Begin LISTING

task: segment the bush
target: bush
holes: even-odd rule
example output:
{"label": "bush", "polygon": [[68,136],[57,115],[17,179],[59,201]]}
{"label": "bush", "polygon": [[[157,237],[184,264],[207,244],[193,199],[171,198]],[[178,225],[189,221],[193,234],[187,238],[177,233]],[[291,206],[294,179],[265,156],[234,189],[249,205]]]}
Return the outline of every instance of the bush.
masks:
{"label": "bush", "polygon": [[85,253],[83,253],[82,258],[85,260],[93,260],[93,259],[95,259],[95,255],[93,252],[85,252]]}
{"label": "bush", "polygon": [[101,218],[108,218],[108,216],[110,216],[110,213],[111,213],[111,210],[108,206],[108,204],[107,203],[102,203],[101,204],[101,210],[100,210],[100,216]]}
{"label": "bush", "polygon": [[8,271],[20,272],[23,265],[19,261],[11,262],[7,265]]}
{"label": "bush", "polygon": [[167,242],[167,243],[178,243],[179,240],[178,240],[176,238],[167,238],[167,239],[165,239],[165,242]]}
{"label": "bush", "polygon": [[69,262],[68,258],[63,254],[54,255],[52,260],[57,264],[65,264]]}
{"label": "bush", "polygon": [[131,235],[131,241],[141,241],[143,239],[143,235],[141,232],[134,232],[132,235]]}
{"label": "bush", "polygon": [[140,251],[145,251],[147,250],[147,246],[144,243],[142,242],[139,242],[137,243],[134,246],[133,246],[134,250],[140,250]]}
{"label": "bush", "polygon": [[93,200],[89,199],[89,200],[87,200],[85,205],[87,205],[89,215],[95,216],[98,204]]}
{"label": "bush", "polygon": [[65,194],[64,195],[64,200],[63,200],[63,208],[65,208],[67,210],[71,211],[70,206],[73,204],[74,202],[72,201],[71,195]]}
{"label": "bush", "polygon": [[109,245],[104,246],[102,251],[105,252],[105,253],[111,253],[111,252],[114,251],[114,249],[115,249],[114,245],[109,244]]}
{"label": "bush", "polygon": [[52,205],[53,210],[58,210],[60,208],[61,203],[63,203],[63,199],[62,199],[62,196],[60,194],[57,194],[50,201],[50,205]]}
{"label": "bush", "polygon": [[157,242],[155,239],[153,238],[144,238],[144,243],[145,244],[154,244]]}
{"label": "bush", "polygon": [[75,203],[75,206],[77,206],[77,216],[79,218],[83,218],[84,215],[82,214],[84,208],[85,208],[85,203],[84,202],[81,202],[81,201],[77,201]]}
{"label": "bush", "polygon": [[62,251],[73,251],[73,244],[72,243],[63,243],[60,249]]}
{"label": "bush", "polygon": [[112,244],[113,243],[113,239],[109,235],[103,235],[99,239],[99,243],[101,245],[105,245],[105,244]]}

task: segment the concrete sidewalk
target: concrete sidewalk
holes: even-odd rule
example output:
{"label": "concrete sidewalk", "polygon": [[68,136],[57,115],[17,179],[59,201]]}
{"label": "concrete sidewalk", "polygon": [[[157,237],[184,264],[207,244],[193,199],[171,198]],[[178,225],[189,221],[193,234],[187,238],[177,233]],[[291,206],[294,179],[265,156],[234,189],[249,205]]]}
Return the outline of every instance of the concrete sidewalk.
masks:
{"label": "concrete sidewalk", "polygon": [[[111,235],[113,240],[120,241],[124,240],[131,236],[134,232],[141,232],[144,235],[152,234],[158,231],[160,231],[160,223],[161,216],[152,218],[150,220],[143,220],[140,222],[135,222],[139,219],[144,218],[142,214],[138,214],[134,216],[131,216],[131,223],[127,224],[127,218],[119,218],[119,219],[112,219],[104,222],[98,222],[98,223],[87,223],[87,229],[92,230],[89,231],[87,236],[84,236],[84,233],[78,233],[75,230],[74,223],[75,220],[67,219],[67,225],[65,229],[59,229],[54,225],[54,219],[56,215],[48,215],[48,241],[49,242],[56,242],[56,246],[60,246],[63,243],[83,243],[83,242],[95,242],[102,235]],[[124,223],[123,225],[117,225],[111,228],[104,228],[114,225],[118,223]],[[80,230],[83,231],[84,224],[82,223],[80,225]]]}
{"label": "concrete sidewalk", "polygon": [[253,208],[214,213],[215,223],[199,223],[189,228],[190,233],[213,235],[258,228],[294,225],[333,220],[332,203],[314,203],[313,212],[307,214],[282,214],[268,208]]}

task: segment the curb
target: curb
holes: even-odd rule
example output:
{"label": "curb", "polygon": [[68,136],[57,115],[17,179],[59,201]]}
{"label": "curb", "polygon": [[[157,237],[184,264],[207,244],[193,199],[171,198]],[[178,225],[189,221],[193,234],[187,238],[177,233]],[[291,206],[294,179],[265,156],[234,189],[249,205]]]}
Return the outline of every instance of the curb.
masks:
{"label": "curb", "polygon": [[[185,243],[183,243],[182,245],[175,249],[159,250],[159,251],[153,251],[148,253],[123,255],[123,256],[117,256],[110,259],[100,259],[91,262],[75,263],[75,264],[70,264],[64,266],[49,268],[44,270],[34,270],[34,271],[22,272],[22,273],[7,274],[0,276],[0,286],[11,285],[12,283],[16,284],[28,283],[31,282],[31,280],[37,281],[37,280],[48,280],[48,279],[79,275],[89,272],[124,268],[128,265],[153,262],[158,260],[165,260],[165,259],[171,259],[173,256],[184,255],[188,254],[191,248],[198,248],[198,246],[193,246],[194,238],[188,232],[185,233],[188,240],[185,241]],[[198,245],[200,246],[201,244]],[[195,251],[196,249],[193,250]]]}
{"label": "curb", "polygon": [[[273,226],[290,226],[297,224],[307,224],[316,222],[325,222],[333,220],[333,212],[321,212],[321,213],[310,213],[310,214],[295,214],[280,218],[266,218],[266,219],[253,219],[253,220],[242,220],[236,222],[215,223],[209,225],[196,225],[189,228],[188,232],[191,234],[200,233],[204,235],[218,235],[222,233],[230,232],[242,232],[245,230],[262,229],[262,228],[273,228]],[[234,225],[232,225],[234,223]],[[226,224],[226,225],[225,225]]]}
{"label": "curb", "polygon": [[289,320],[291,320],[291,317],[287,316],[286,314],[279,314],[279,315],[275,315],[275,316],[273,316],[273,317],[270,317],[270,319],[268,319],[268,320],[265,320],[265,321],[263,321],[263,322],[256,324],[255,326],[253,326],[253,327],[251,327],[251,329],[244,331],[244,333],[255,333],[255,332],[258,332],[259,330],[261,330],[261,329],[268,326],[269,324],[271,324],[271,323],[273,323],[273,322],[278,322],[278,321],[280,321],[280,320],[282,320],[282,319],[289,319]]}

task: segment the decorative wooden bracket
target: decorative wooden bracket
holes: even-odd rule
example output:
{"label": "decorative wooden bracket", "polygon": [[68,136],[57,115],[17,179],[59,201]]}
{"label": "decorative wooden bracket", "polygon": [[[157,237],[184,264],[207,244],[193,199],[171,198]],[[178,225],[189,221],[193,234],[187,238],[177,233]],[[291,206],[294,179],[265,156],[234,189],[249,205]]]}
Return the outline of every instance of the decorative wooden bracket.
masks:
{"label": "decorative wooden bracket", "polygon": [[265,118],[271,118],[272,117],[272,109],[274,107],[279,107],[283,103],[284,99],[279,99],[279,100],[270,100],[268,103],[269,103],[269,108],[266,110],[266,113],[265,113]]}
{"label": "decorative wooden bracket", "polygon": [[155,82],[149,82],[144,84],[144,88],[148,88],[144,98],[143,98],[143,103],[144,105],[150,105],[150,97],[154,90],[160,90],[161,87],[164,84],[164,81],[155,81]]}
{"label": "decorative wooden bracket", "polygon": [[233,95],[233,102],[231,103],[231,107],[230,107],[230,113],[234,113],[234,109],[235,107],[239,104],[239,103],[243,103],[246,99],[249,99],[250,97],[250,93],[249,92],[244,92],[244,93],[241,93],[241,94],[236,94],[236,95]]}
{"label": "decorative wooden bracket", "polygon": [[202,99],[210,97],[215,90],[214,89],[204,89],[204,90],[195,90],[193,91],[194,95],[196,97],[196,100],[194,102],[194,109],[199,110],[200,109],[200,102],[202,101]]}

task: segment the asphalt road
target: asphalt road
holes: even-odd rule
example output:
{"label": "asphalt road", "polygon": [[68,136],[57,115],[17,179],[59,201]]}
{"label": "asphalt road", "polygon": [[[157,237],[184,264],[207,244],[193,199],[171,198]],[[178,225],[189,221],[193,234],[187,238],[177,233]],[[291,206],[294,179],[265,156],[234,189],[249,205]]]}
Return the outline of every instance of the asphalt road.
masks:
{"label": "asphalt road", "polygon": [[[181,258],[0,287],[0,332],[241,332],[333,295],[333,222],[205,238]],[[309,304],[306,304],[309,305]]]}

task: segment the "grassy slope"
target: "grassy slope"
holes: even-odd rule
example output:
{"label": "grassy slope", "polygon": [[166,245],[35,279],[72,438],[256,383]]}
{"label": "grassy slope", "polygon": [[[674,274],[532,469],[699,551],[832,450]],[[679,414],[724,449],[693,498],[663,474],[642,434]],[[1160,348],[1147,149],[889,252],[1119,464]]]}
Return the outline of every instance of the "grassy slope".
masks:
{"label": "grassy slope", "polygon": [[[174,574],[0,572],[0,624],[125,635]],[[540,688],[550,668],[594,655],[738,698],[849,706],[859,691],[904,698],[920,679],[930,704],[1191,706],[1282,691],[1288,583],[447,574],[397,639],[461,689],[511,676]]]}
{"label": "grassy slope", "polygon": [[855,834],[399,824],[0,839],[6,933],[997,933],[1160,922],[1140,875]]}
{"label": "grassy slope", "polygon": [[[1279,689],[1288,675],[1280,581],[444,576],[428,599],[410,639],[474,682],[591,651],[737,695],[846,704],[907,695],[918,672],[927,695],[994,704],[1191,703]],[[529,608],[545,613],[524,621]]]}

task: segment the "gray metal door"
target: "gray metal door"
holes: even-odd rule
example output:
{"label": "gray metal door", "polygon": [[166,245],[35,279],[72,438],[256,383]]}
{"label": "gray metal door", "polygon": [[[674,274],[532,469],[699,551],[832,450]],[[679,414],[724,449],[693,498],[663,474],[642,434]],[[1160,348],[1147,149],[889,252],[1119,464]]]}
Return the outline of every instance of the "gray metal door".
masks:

End LISTING

Please pick out every line in the entries above that contains the word "task", and copy each of those lines.

task: segment the bush
task: segment the concrete sidewalk
task: segment the curb
task: segment the decorative wooden bracket
task: segment the asphalt road
task: segment the "grassy slope"
task: segment the "gray metal door"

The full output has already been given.